### [Challenge]
Leaving the pictures aside, transcribe every line below exactly.

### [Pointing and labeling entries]
--------

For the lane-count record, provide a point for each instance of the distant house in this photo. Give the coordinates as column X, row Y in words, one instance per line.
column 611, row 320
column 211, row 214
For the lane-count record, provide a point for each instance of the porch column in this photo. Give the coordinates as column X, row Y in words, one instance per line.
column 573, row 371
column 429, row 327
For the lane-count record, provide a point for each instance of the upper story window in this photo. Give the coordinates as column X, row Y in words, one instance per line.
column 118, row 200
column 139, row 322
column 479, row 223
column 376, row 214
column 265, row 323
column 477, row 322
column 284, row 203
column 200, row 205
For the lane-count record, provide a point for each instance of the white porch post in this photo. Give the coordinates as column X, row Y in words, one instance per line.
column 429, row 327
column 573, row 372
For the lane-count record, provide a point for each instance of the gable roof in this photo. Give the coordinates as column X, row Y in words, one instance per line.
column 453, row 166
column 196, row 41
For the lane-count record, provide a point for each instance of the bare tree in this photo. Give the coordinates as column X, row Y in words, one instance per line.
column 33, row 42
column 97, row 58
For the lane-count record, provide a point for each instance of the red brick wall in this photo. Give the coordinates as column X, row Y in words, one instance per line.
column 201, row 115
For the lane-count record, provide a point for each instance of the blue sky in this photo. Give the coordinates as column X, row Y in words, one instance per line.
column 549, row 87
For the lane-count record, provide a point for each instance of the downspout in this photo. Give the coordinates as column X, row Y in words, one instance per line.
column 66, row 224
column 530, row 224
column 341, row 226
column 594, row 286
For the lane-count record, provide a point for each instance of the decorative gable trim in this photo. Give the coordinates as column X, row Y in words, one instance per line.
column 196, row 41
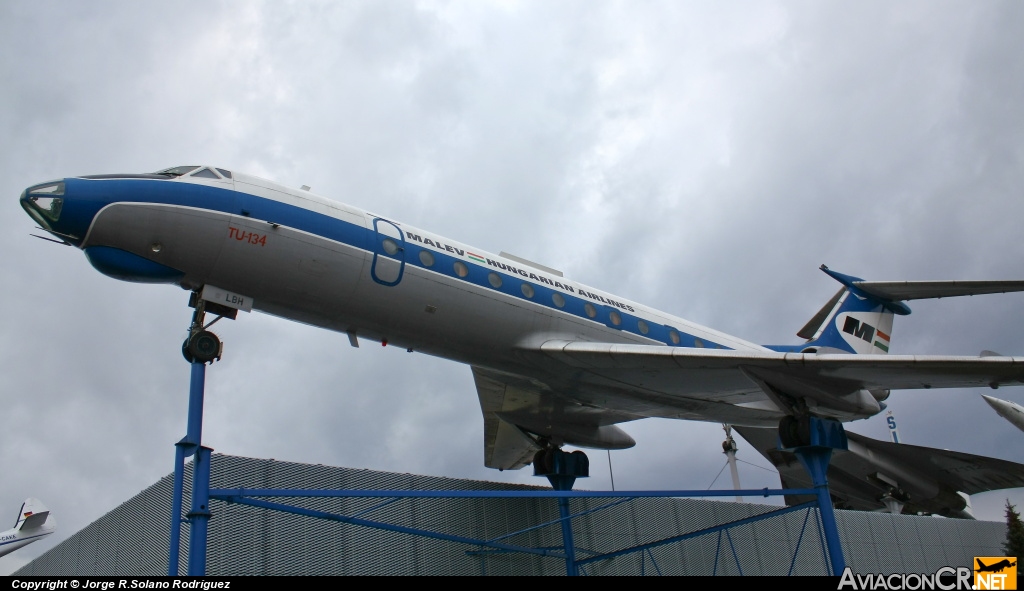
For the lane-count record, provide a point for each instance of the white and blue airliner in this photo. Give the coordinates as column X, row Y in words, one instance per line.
column 555, row 362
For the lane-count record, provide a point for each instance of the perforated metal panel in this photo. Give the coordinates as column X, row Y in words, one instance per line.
column 133, row 538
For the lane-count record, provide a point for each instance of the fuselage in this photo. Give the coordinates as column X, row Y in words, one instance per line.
column 323, row 262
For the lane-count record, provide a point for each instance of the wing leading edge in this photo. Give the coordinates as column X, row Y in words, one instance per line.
column 666, row 379
column 519, row 415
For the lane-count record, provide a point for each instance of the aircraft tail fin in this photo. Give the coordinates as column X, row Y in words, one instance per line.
column 859, row 318
column 33, row 514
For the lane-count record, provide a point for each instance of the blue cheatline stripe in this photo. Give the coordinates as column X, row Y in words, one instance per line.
column 86, row 198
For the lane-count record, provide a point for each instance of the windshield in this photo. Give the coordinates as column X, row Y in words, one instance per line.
column 44, row 202
column 177, row 170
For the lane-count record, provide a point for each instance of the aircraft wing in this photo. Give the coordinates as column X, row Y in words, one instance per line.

--------

### [Output for this exercise]
For the lane-count record, provide a point for each instance of the distant house in this photo. Give the coordinates as column X, row Y in words, one instance per line.
column 611, row 320
column 211, row 214
For the lane-count record, provide a point for each instance of the porch column in this photo. Give the coordinates as column X, row Y in words, one instance per line.
column 573, row 371
column 429, row 327
For the lane-count record, provide a point for each instance of the upper story window in this photo. Give the coordinates as column X, row Y in words, one instance per line.
column 118, row 200
column 139, row 322
column 479, row 223
column 376, row 214
column 265, row 323
column 477, row 322
column 284, row 203
column 200, row 205
For the lane-count record, provide a point for each instance of the white porch post in this photo. Give the coordinates as column X, row Y in words, one instance per line.
column 429, row 327
column 573, row 372
For the lane-count record, provide a point for each instance of the gable roof in this photo. Give the coordinates as column X, row Y in words, one instance per line.
column 453, row 166
column 196, row 41
For the lane-count record, provide a point for each instance of the bare tree in this photo. Give the coordinates as column X, row Y in words, one instance per line.
column 33, row 42
column 97, row 58
For the lane-count record, provide a point for each instance of the red brick wall in this photo. Give the coordinates as column X, row Y in words, one instance per line.
column 201, row 115
For the lane-count record, provide a point for each instance of the blue sky in this photo. Give the coordinates as column X, row Y in words, one instance per line.
column 549, row 87
For the lane-count record, provide a point for each instance of the downspout in this photo. Give the coordinates as column X, row Y in words, one instance per line.
column 66, row 224
column 530, row 224
column 341, row 226
column 594, row 286
For the lane-count record, provide a point for each instance of the decorative gable trim in this photo. Give the coordinates as column X, row Y in words, one instance per line.
column 196, row 41
For the lane-count record, provide a point for each instance of the white and blue airliner in this photo. Give the coordinates as column X, row Y in words, one instance per line.
column 555, row 362
For the lane-count record, provide a point for each instance of the perforated metal panel in this photo. Give the coordinates as column X, row Y in words, one instance per line.
column 133, row 538
For the lane-count record, provide a point for each instance of the fuselage in this photo. Give the coordinates as column X, row Y in words, one instance per line.
column 323, row 262
For the lane-count record, provide a point for each instance of the wing leading edge in this photo. Give the coordinates as column X, row Y in words, one instance per line.
column 666, row 379
column 519, row 415
For the lane-count record, provide a point for each instance of the aircraft tail fin in this photo. Give the coordinates as column X, row Y in words, one instance per line.
column 859, row 318
column 33, row 514
For the lane-count record, provide a point for each instance of the blue cheatline stripe in this photo. Give the coordinates as column X, row Y in words, one instance per line.
column 86, row 198
For the lane-count record, provide a point for each instance of the windshield in this photo. Give the coordinates as column X, row Y in words, one instance per line.
column 44, row 202
column 177, row 170
For the lane-count record, provide a point for each instance of the aircraft wing in this photo. Give the coordinates as column X, row Y in words, one instance per line.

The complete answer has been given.